** Begin **

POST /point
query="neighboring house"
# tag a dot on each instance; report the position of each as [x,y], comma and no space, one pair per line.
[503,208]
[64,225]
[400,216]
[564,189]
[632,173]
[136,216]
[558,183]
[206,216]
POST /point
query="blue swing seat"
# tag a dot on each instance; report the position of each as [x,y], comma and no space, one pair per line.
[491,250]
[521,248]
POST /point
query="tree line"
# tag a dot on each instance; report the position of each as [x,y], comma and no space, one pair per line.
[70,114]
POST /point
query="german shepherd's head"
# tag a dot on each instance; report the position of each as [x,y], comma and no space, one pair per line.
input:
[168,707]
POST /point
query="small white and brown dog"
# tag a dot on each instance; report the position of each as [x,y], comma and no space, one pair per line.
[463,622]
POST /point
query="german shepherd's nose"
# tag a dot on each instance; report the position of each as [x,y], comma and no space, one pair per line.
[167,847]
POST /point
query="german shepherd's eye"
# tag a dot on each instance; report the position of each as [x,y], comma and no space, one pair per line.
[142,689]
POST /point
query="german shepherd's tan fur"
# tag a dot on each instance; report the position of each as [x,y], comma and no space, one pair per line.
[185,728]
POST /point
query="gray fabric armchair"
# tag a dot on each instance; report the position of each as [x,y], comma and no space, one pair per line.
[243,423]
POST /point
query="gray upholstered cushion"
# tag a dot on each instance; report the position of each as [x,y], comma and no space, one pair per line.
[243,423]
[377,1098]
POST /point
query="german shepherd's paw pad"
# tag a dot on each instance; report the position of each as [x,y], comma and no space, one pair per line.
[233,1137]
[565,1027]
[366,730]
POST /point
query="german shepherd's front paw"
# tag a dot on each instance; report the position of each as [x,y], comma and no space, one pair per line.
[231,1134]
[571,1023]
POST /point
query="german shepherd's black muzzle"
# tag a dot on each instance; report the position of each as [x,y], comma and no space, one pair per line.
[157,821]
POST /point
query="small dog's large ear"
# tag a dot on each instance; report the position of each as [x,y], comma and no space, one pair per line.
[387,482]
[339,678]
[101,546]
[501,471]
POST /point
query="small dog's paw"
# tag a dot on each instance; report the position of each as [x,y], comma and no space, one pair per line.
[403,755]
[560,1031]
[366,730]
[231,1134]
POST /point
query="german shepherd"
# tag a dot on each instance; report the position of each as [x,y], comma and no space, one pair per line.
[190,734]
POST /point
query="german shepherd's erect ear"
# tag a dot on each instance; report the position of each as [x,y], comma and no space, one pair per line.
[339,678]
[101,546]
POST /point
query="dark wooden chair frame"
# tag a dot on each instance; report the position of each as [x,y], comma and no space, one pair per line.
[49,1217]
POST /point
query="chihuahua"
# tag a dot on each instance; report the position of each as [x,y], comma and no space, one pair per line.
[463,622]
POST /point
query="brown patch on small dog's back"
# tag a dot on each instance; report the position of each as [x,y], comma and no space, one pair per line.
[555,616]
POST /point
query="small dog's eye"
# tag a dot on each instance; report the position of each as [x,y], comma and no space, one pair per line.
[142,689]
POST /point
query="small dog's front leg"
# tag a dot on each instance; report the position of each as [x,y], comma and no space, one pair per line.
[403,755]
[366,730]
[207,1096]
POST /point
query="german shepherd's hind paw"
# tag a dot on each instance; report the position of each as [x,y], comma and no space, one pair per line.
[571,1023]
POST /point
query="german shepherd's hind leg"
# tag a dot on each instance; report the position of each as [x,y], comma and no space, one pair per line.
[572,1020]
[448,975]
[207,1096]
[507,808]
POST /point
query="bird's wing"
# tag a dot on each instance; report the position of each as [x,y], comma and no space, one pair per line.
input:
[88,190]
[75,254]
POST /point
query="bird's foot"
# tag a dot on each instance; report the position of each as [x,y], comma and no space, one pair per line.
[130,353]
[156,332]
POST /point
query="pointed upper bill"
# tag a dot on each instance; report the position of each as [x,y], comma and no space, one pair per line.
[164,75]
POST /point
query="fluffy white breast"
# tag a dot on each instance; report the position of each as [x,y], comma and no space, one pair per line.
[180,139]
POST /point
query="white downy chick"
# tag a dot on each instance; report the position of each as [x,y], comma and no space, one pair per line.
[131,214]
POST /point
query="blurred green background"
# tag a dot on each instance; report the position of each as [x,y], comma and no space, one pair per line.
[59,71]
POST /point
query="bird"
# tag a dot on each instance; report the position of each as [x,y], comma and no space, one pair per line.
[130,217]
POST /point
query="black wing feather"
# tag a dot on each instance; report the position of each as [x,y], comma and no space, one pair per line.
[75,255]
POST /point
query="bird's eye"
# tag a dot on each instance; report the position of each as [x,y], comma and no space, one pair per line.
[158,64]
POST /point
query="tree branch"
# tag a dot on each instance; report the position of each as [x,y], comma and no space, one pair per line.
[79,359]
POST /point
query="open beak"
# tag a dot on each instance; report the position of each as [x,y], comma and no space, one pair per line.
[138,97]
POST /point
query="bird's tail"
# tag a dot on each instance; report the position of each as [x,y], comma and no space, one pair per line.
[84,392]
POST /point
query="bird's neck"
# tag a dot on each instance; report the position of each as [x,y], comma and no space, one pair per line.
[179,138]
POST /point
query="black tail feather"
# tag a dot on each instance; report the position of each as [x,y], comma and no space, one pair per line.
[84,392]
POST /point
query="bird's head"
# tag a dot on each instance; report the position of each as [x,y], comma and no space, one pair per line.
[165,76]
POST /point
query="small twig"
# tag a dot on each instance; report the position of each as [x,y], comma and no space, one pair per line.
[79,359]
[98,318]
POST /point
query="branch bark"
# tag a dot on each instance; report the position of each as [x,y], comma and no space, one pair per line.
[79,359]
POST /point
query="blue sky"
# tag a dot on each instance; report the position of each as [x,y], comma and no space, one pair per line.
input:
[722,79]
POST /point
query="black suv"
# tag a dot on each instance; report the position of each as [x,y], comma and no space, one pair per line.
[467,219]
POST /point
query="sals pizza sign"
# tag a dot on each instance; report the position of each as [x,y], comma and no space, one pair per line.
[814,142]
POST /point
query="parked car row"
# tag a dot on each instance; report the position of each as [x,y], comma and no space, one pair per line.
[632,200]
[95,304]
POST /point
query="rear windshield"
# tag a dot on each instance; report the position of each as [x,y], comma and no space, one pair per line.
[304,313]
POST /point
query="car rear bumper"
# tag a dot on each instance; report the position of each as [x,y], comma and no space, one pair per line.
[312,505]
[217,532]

** End **

Objective ▸
All of the entries need to be reproduced exactly; please write them out.

Result of the task ▸
POST /point
query="neighboring house"
# tag a dot on each instance; report the position of each as [x,y], comma and no space, one pair per line.
[503,208]
[64,225]
[400,216]
[564,189]
[632,173]
[136,216]
[558,183]
[206,216]
POST /point
query="blue swing seat"
# tag a dot on each instance; report the position of each as [x,y], comma and no space, one pair per line.
[491,250]
[521,248]
POST /point
query="tree line"
# tag a dot on each instance; report the position of each as [x,y], comma and no space, one pair per line.
[70,114]
POST /point
query="german shepherd's head"
# tag a dot on each instance; report the position of each as [x,y], comma and no space, one pair per line.
input:
[168,707]
POST /point
query="small white and brown dog"
# tag a dot on each instance; report the position of each as [x,y], comma and no space, one pair per line.
[463,622]
POST /point
query="german shepherd's nose"
# tag a dot on each instance; report the position of each as [x,y], comma and no space, one pair per line.
[167,847]
POST /point
query="german shepherd's eye"
# tag a dot on each instance; report the position of each as [x,y], comma and no space, one pair per line.
[142,689]
POST /point
query="german shepherd's tan fur"
# tag a dot on each instance; report the position of each as [x,y], comma and no space, one pair per line.
[185,728]
POST /point
query="gray fabric armchair"
# tag a dot on each instance; report the position of each as [x,y], comma and no space, one pair per line.
[243,423]
POST /point
query="gray upholstered cushion"
# tag a dot on each instance; report the position of each as [x,y], comma and no space, one pair per line.
[243,423]
[377,1098]
POST /point
query="german shepherd's paw pad"
# tag a dot on each instance; report the position of each as [x,y], comma and no space, one pair per line.
[233,1137]
[565,1027]
[366,730]
POST /point
query="german shepherd's front paw"
# tag a dot on each instance; report the position of each as [x,y], comma and no space, one pair per line.
[231,1134]
[571,1023]
POST /point
query="german shepherd's black muzzle"
# tag a dot on each instance; report the position of each as [x,y], comma and no space, one pair per line.
[157,821]
POST /point
query="small dog's large ear"
# tag a dot on each instance; report the position of each as [x,y], comma and no space, one pair per line.
[387,482]
[339,678]
[101,546]
[501,471]
POST /point
query="small dog's paw"
# tag a dot on each instance; report the position of each as [x,y], comma and no space, one pair per line.
[403,755]
[560,1031]
[366,730]
[231,1134]
POST /point
query="german shepherd"
# tag a dot on each instance; report the position of each as [x,y], comma and no space, one pair per line.
[190,734]
POST /point
query="german shepherd's erect ear"
# tag a dot on each instance; report the position of each as [x,y], comma and no space, one pair per line.
[339,678]
[101,546]
POST /point
query="dark wooden chair frame"
# tag a dot on each instance; report the position of each as [x,y], comma and no space, one pair per line.
[49,1217]
POST /point
query="chihuahua"
# tag a dot on each instance; report the position of each as [x,y], comma and no space, one pair per line.
[463,622]
POST /point
query="brown patch on small dog's back"
# tag a dot on each instance; report the position of each as [x,y], comma and no space, one pair per line.
[555,616]
POST /point
query="small dog's eye"
# tag a dot on each instance; report the position of each as [x,y], comma and no space, one pair per line.
[142,689]
POST /point
query="small dog's front leg"
# tag a dot on each instance; report the position of each as [x,y], comma and no space, one pair per line.
[403,755]
[366,730]
[207,1096]
POST /point
query="german shepherd's hind paw"
# tag a dot on each instance; report the position of each as [x,y], comma and no space, one pair per line.
[571,1023]
POST /point
query="german shepherd's hind leg"
# tag a dot on each instance; report the position of each as [x,y], comma and no space, one pair per line.
[572,1020]
[448,975]
[207,1096]
[507,808]
POST /point
query="bird's wing"
# tag a dot on each instance; report the position of each as [x,y], comma and no space, one pair per line.
input:
[88,190]
[75,254]
POST /point
query="bird's foot"
# tag a dot on each instance; report the position of each as [x,y], comma and no space, one pair per line.
[130,353]
[156,332]
POST /point
query="pointed upper bill"
# tag a dot on each instance; report the position of each as [x,y], comma and no space, one pair per line.
[164,75]
POST /point
query="fluffy white breast"
# tag a dot on each instance; report the position of each as [x,y], comma and no space, one pair per line.
[180,139]
POST /point
query="white downy chick"
# tag a dot on each instance; report the position of each as [x,y], comma and no space, one pair per line.
[131,214]
POST /point
query="blurred green background"
# tag a dot on each instance; report the position of each as [x,y], comma and no space, one pair per line.
[59,71]
POST /point
query="bird"
# tag a dot on each instance; report the position of each as [x,y], comma and no space, one pair per line.
[130,217]
POST /point
query="black wing feather"
# tag a dot on each instance; report the position of each as [x,y], comma and no space, one pair per line.
[75,255]
POST /point
query="bird's eye"
# tag a dot on each instance; report the position of each as [x,y], comma and no space, one pair per line.
[158,64]
POST /point
query="tree branch"
# tag a dot on each instance; report the position of each as [x,y], comma and no space, one pair per line.
[79,359]
POST /point
query="open beak"
# tag a dot on each instance; report the position of each as [x,y], comma and no space, one pair per line.
[138,97]
POST /point
query="bird's tail"
# tag a dot on each instance; report the position of each as [x,y], comma and no space, one pair per line.
[84,392]
POST /point
query="bird's neck"
# tag a dot on each instance; report the position of each as [x,y], comma and no space, one pair per line.
[179,138]
POST /point
query="black tail feather"
# tag a dot on each instance; report the position of each as [x,y], comma and no space, one pair per line.
[84,392]
POST /point
query="bird's head"
# tag a dot on each instance; report the position of each as [x,y], comma and no space, one pair per line.
[165,76]
POST /point
query="small twig"
# tag a dot on each instance; report the position of each as [x,y], comma and no space, one pair per line.
[79,359]
[98,318]
POST /point
query="branch bark"
# tag a dot on each instance; report the position of each as [x,y], comma and no space, one pair per line.
[79,359]
POST /point
query="blue sky"
# tag a dot on each instance; report the position of each as [x,y], comma and no space, one pair per line.
input:
[722,79]
POST /point
query="black suv"
# tag a dot on each instance; report the position of each as [x,y], comma and no space, one pair per line.
[467,219]
POST /point
query="sals pizza sign"
# tag a dot on each instance; report the position of each as [x,y], comma and no space, one pair per line.
[814,142]
POST /point
query="parked car row"
# tag a dot on each instance; report the position of each as [x,y], comma and no space, one pair per line.
[632,200]
[95,304]
POST /point
query="rear windshield"
# tag a dot on each instance; report the position of each as [x,y], comma and no space, one pair per line.
[304,313]
POST /point
query="car rear bumper"
# tag a dot on each instance; report the position of each as [x,y], comma and no space, one pair per line.
[312,505]
[217,532]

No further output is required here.